**READING PASSAGE**
┌──
This saga begins in Ireland in the county of Dhún na nGall (Fort of the Foreigners.)
For the past couple of months I’ve been digging deeper into my ancestry. To my surprise, I came across something stretching over three generations that could easily serve as the basis for a television mini-series. To that end, when possible I tried to distill various sources into a single narrative. If you wish to dig deeper, source material and or links are in the footnotes.
The story begins around 1730 in Donnegal, the most northerly county in Ireland
(shown in green bordering Northern Ireland shown in red)
Donnegal, aka Dhún na nGall (Fort of the Foreigners.)
My great (X 6) grandparents James Simeral and his wife Margret, née Ware, were Presbyterians whose families had come from Scotland to Ireland as colonists in the previous century. In 1732 Margret gave birth to twins, and as was sometimes the custom, one of the twins, Rhoda, was given to a childless aunt to raise – for reasons you’ll soon learn, had that not occurred, I would never have been born.
James, Margret and their children left Ireland for the colonies in America, the date isn’t known but it was before 1742 and perhaps as early as 1735. Rhoda remained in Ireland with her aunt. It’s quite remarkable that we know what happened next, that’s due in large part to the fact that Rhoda lived nearly a hundred years (1732-1831.)
└──
**RECORDED DATA**
┌──
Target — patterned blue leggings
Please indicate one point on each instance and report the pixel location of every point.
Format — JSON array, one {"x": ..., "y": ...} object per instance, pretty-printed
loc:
└──
**JOB 1**
In the ancestry account, rewrite the stretch from "The story begins" through "have been born.", replacing "Presbyterians" with "Methodists".
**JOB 2**
Answer these questions from the ancestry account:
(a) In what year did Margret give birth to twins?
(b) Which county of Ireland is described as the most northerly?
(c) What span of years did Rhoda live?

**WRITTEN ANSWER 1**
The story begins around 1730 in Donnegal, the most northerly county in Ireland
(shown in green bordering Northern Ireland shown in red)
Donnegal, aka Dhún na nGall (Fort of the Foreigners.)
My great (X 6) grandparents James Simeral and his wife Margret, née Ware, were Methodists whose families had come from Scotland to Ireland as colonists in the previous century. In 1732 Margret gave birth to twins, and as was sometimes the custom, one of the twins, Rhoda, was given to a childless aunt to raise – for reasons you’ll soon learn, had that not occurred, I would never have been born.

**WRITTEN ANSWER 2**
(a) 1732
(b) Donnegal
(c) 1732-1831